> TASK TO CARRY OUT
Copy the data below word for word, from start to finish, but leave out the images.

# # #

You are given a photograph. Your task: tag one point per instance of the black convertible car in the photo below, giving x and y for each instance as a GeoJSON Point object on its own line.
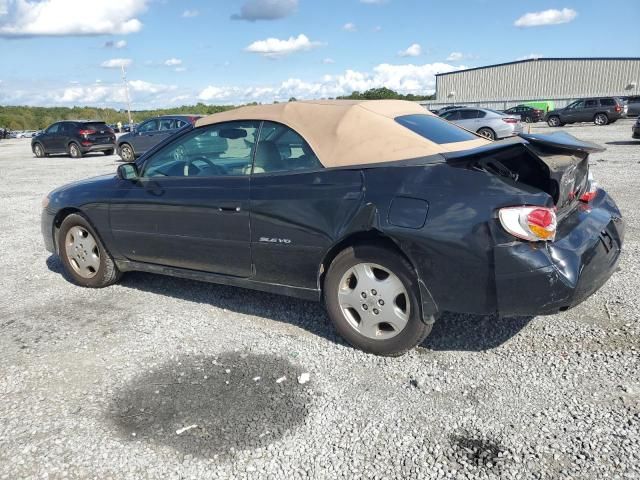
{"type": "Point", "coordinates": [383, 211]}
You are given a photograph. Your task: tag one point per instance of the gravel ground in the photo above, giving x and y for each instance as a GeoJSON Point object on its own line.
{"type": "Point", "coordinates": [165, 378]}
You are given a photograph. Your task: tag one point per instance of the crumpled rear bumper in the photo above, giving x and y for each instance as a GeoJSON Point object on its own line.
{"type": "Point", "coordinates": [545, 278]}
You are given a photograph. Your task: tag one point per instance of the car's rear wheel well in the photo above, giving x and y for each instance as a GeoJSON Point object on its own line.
{"type": "Point", "coordinates": [59, 218]}
{"type": "Point", "coordinates": [372, 237]}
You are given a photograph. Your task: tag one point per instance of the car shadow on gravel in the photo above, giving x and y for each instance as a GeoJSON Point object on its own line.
{"type": "Point", "coordinates": [624, 142]}
{"type": "Point", "coordinates": [209, 406]}
{"type": "Point", "coordinates": [473, 332]}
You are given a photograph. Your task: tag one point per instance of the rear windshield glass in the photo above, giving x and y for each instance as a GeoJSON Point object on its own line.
{"type": "Point", "coordinates": [94, 125]}
{"type": "Point", "coordinates": [435, 129]}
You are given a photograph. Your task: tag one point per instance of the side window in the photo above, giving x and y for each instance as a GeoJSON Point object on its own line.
{"type": "Point", "coordinates": [224, 149]}
{"type": "Point", "coordinates": [281, 149]}
{"type": "Point", "coordinates": [150, 126]}
{"type": "Point", "coordinates": [451, 116]}
{"type": "Point", "coordinates": [167, 124]}
{"type": "Point", "coordinates": [468, 114]}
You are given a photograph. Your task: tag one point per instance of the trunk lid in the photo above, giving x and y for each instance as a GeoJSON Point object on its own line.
{"type": "Point", "coordinates": [556, 163]}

# # #

> SOLUTION
You are given a photograph. Your task: tag one point per instance of the black convertible car in the photo below, giving x and y for each instance as a GeoJSON Point object on its own line.
{"type": "Point", "coordinates": [383, 211]}
You are given a photograph. Your task: tag one point per instance of the gravel ground in the photo above, giving x and y for each instance as a GeoJSON Point object on its own line.
{"type": "Point", "coordinates": [165, 378]}
You are given a photograph. Your task: tag one point per instance of the crumpled rear bumper in the photo above, giving x and y for each instance as a GeoJSON Point object on its own line.
{"type": "Point", "coordinates": [545, 278]}
You are given a photograph. Your task: tag one point per instance of the car's rear wheel well in the photo above, giving x and y for each instance as a GeoJSON Point object on its own line.
{"type": "Point", "coordinates": [59, 218]}
{"type": "Point", "coordinates": [372, 237]}
You are given a photograph. Your task: tag one point per instance of the car shadow on gravel in the photo above, giving x and y for each instance as a GeoJSON Point object on its own line.
{"type": "Point", "coordinates": [624, 142]}
{"type": "Point", "coordinates": [209, 406]}
{"type": "Point", "coordinates": [473, 332]}
You are given a photograph. Your task: tag one point per instance of the rear windshield glass in the photo above, giving x and y for each instance as a GeoJSON Point object on its own line.
{"type": "Point", "coordinates": [94, 125]}
{"type": "Point", "coordinates": [435, 129]}
You are given a photograph. Your task: tag one point per instance of the side window in the photo above, giving x and y for each instance as a GeoJSON Point object on its own line.
{"type": "Point", "coordinates": [224, 149]}
{"type": "Point", "coordinates": [281, 149]}
{"type": "Point", "coordinates": [150, 126]}
{"type": "Point", "coordinates": [451, 116]}
{"type": "Point", "coordinates": [167, 124]}
{"type": "Point", "coordinates": [468, 114]}
You are given a photograph. Your task: tag one point per instance of the trunk lid in the photo above, giving x and y for each instance as a GeoJSON Point object on its own line.
{"type": "Point", "coordinates": [556, 163]}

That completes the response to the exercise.